* [OBJECTIVE] Return each of the following lines that contains the word "damaged", matching its capitalization.
* start DATA SECTION *
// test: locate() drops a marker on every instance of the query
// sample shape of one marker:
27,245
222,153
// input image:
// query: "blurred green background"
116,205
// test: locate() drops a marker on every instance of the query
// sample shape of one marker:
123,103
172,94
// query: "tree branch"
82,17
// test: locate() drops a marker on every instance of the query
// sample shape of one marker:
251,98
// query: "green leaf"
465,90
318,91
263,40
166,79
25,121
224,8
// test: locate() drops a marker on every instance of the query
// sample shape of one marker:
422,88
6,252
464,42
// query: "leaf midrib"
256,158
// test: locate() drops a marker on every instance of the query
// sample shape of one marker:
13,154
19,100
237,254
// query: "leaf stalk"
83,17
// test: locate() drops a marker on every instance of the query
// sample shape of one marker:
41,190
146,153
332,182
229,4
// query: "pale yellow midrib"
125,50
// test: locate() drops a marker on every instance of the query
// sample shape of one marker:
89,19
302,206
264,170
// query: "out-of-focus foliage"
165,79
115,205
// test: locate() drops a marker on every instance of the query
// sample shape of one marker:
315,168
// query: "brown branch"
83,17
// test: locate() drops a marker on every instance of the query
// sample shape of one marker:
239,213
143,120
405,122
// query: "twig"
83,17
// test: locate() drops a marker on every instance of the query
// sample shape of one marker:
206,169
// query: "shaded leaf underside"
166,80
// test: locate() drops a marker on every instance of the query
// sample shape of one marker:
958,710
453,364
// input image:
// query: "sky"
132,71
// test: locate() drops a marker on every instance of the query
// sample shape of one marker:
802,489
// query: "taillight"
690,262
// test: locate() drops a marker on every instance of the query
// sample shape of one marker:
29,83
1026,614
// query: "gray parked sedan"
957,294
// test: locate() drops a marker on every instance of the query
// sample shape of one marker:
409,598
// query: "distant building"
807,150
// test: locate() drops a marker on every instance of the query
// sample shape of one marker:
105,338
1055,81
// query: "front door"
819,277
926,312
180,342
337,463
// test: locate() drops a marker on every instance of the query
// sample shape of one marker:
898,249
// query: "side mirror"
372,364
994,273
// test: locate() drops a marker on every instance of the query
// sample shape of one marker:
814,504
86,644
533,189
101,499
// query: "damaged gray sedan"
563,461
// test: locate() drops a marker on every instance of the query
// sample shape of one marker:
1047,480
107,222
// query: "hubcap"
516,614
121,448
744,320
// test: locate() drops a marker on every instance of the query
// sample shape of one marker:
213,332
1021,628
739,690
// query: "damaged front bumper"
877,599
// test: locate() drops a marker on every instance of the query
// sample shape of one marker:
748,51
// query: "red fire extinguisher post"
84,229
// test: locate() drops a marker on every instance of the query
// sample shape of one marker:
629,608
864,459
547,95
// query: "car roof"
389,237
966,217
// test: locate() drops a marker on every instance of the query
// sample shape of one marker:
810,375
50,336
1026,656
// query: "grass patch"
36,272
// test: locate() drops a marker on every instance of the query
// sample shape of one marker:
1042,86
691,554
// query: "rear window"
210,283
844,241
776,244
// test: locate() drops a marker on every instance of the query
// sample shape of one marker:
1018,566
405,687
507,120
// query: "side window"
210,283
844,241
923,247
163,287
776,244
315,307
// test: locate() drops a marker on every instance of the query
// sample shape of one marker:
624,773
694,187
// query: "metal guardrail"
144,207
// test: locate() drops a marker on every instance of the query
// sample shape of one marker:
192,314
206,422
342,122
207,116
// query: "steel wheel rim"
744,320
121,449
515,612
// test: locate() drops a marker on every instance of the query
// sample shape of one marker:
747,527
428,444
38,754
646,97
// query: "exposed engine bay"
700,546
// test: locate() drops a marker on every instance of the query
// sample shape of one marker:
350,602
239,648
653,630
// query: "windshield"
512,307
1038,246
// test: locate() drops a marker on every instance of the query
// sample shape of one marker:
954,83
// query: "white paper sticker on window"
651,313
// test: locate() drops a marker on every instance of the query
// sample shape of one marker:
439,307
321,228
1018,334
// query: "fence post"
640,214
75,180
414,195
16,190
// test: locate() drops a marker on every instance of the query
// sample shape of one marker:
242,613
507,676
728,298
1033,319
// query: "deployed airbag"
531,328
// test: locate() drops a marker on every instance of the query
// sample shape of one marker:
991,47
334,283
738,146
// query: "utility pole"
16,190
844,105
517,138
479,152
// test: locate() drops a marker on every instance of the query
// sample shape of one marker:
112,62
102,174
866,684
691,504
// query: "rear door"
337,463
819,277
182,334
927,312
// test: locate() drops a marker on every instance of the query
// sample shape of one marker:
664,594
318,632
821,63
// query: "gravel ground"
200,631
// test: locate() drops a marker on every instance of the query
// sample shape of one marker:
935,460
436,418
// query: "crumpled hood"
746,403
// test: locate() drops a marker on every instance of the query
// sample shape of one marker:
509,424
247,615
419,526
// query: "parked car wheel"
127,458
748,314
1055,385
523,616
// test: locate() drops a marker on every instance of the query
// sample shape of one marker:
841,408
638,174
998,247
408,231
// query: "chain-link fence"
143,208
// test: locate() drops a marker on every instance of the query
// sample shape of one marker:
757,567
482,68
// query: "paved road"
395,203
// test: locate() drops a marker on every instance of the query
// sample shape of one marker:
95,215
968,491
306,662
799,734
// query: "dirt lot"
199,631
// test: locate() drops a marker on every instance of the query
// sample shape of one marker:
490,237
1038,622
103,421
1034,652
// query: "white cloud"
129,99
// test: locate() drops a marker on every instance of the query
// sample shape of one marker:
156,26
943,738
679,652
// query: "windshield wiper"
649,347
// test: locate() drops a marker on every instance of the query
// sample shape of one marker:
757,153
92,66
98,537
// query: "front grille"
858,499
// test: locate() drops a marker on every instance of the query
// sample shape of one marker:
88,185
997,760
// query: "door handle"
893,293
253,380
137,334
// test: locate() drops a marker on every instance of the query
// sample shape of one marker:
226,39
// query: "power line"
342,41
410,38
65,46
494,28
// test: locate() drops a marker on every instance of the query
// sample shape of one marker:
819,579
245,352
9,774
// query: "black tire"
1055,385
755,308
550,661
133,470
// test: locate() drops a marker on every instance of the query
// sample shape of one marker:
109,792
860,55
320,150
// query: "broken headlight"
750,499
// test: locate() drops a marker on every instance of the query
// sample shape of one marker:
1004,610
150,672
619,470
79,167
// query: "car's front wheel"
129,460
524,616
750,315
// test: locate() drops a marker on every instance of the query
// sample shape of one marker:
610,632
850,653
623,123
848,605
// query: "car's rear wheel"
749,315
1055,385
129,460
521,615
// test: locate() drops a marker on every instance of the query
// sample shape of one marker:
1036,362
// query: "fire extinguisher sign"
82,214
* end DATA SECTION *
* [EXERCISE ANSWER]
// query: "damaged gray sedan"
// query: "damaged front bumper"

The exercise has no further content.